WORKING DATA =
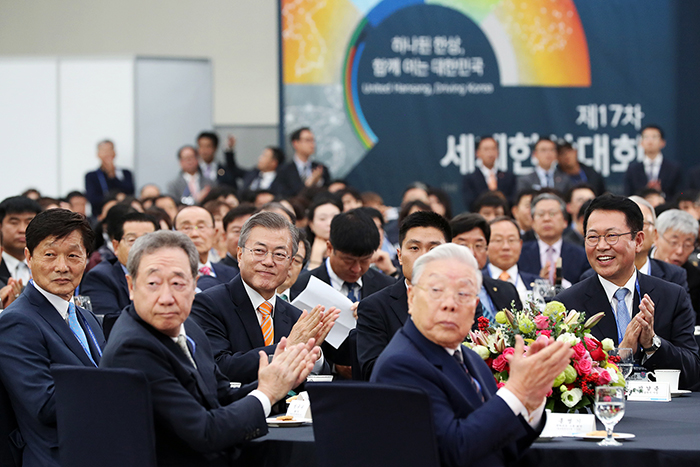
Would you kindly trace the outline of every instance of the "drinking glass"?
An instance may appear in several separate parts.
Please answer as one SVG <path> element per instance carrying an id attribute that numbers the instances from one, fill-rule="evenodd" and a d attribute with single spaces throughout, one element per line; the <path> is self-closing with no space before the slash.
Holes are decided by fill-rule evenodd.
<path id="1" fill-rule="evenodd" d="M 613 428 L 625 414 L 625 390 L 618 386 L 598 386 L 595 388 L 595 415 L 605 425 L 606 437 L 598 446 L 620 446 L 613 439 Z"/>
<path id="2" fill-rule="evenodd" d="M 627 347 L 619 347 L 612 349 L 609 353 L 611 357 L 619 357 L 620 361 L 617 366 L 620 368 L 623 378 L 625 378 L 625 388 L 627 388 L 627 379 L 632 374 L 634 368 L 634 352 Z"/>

---

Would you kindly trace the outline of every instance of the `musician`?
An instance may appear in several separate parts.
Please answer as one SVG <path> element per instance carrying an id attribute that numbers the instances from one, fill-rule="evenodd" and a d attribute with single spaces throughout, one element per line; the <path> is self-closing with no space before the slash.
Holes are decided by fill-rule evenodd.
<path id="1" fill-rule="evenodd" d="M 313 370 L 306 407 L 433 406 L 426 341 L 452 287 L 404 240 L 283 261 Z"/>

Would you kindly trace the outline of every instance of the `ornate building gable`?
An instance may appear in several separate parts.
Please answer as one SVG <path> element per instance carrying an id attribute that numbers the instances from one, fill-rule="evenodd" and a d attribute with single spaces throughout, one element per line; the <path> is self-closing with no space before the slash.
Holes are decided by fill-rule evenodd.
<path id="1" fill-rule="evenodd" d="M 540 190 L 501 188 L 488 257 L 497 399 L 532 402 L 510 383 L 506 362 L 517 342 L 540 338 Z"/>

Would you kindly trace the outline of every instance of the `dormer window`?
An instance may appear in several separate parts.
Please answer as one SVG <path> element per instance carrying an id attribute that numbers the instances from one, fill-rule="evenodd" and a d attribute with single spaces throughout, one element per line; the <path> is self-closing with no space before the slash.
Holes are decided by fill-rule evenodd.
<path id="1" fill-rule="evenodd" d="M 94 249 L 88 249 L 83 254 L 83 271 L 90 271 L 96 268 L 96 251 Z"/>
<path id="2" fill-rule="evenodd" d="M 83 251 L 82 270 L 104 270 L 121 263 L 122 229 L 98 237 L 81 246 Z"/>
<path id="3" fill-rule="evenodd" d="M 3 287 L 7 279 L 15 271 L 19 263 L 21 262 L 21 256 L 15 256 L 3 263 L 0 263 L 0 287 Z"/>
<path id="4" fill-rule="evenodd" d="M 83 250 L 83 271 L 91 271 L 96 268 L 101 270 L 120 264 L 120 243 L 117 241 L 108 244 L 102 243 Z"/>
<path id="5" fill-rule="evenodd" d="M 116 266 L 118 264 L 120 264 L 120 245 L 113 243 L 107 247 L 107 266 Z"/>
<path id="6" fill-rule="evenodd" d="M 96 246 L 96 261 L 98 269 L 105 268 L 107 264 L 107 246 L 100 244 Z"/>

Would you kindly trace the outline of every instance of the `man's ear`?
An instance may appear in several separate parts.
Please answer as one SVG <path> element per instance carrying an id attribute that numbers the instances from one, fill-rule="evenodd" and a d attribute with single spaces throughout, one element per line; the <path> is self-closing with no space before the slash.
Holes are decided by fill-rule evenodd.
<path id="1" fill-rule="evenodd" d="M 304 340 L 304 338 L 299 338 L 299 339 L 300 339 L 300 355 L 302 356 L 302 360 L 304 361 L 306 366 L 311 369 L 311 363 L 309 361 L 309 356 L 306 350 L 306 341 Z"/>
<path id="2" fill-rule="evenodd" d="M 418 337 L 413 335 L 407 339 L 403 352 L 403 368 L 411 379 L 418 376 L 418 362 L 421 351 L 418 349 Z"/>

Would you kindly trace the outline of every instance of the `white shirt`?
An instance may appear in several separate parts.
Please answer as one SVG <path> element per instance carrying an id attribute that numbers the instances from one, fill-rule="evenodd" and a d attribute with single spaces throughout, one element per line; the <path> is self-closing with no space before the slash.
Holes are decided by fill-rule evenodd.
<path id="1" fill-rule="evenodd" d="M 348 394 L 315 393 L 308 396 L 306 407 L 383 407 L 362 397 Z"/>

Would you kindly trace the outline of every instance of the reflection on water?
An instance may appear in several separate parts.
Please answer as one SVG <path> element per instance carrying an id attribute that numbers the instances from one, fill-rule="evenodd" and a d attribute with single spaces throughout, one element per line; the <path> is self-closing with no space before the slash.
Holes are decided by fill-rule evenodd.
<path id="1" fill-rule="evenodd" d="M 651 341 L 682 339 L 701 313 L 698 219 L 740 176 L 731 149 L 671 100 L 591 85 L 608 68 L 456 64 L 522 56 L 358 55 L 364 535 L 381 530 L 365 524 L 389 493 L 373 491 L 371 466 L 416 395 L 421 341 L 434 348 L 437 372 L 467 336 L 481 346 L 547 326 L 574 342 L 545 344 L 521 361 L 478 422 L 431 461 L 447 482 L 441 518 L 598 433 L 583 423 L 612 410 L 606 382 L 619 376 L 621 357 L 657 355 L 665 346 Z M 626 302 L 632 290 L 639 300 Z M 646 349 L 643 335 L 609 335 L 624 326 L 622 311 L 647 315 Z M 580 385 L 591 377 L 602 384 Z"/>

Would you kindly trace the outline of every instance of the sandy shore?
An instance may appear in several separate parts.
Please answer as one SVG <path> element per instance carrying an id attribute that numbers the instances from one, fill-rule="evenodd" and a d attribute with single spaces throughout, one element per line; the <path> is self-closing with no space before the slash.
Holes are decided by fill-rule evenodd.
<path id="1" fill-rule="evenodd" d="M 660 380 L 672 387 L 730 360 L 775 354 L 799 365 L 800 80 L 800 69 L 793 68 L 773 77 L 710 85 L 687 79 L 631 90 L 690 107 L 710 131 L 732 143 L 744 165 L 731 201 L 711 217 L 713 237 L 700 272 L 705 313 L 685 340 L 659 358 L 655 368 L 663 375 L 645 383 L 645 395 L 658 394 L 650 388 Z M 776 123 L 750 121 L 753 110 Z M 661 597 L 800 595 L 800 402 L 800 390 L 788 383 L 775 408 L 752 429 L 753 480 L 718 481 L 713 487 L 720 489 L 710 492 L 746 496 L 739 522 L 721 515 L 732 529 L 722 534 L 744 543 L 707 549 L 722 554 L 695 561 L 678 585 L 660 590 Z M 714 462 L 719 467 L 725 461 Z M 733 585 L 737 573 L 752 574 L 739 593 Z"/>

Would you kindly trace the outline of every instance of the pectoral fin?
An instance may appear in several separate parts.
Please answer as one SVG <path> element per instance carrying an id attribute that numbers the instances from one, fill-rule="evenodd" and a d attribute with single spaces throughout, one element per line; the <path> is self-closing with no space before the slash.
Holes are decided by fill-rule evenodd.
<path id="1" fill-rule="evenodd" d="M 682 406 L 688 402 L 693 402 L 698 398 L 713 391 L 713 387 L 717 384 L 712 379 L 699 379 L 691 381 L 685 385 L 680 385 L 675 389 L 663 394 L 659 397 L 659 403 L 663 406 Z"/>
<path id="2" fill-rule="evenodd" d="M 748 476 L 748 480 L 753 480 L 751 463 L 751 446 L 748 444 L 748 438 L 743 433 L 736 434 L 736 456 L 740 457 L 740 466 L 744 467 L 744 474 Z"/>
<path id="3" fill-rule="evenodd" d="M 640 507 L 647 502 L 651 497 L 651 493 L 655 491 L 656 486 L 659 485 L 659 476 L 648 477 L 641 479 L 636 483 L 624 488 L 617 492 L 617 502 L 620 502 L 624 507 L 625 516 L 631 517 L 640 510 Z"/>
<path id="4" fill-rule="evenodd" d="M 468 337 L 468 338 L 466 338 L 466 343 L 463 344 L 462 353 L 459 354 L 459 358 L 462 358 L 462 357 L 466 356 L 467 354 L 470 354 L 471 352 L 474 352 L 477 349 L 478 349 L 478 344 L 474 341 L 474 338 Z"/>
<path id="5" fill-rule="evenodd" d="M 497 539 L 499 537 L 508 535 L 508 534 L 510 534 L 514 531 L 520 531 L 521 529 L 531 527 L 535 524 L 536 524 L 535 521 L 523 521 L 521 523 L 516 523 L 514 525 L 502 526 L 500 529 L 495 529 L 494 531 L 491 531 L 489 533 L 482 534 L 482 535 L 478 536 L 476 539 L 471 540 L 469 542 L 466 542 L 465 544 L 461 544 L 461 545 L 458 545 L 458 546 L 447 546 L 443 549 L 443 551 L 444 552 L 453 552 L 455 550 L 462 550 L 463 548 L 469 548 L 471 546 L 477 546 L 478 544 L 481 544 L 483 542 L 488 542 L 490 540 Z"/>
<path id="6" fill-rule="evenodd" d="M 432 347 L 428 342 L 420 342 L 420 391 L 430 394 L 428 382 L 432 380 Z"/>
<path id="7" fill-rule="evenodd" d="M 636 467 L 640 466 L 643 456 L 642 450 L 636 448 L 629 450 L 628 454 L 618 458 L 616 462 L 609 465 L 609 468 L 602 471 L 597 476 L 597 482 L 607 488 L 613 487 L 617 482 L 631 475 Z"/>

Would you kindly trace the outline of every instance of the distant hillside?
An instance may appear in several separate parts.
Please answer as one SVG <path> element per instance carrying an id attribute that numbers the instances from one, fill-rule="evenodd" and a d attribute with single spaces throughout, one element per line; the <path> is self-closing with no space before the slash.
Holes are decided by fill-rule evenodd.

PROBLEM STATEMENT = Note which lines carry the word "every" in the material, then copy each of them.

REPLY TO THE EXERCISE =
Would you kindly trace the outline of every instance of the "drinking glass"?
Would you kindly trace the outline of every instance of the `musician`?
Would you kindly trace the outline of every instance of the `ornate building gable`?
Would you kindly trace the outline of every instance of the `dormer window`?
Would you kindly trace the outline of every instance of the `man's ear`?
Would you kindly trace the outline of every instance of the `white shirt`?
Would you kindly trace the outline of every instance of the reflection on water?
Would you kindly trace the outline of every instance of the sandy shore?
Would you kindly trace the outline of every instance of the pectoral fin?
Would you kindly trace the outline of every instance of the distant hillside?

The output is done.